* [Data supplied]
* * * *

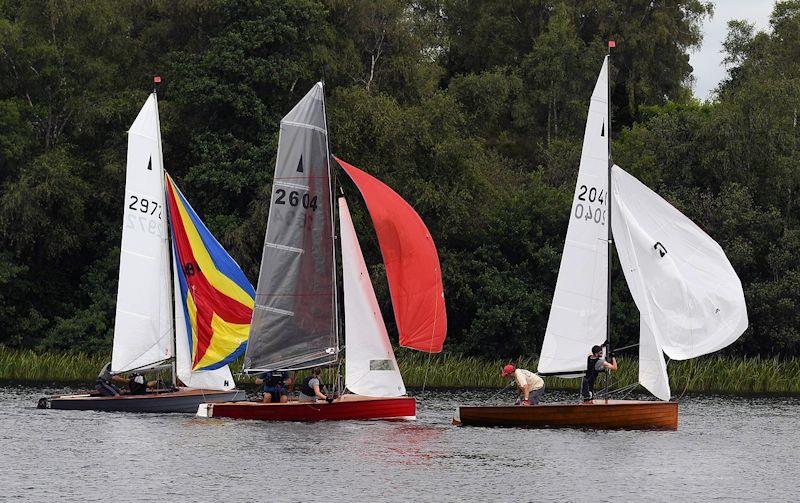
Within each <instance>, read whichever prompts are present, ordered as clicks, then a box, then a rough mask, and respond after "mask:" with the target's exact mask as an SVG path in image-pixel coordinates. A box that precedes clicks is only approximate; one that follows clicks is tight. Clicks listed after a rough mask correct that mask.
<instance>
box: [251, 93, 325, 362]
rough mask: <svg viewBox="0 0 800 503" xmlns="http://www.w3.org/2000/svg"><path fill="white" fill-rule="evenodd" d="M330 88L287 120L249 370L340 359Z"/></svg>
mask: <svg viewBox="0 0 800 503" xmlns="http://www.w3.org/2000/svg"><path fill="white" fill-rule="evenodd" d="M332 212H333V208H332V201H331V184H330V166H329V157H328V145H327V130H326V124H325V109H324V104H323V90H322V84H321V83H317V84H316V85H315V86H314V87H313V88H312V89H311V91H309V92H308V94H306V96H305V97H304V98H303V99H302V100H300V102H299V103H298V104H297V105H296V106H295V107H294V108H293V109H292V111H291V112H289V113H288V114H287V115H286V116H285V117H284V118H283V120H282V121H281V131H280V138H279V140H278V158H277V162H276V165H275V177H274V179H273V184H272V197H271V200H270V211H269V218H268V221H267V233H266V238H265V240H264V251H263V254H262V256H261V272H260V274H259V278H258V286H257V288H256V301H255V309H254V310H253V321H252V324H251V325H250V338H249V341H248V344H247V352H246V354H245V370H249V371H258V370H275V369H296V368H304V367H309V366H313V365H320V364H325V363H330V362H333V361H336V358H337V352H338V345H337V336H336V321H335V309H336V308H335V298H334V292H335V282H334V270H333V266H334V261H333V228H332V225H333V221H332V214H333V213H332Z"/></svg>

* * * *

* [Task item]
Retrieve each line of the data in which the word "instance" can be found.

* [Expected output]
Within each <instance>, read whichever prompts are present, ordered as clicks, then a box, then a rough mask, and respond after "mask:" with the target's exact mask as an SVG path in image-pixel coordinates. A box that precedes clicks is only approximate; one that follows clicks is tight. Clicks listed after a rough mask correct that mask.
<instance>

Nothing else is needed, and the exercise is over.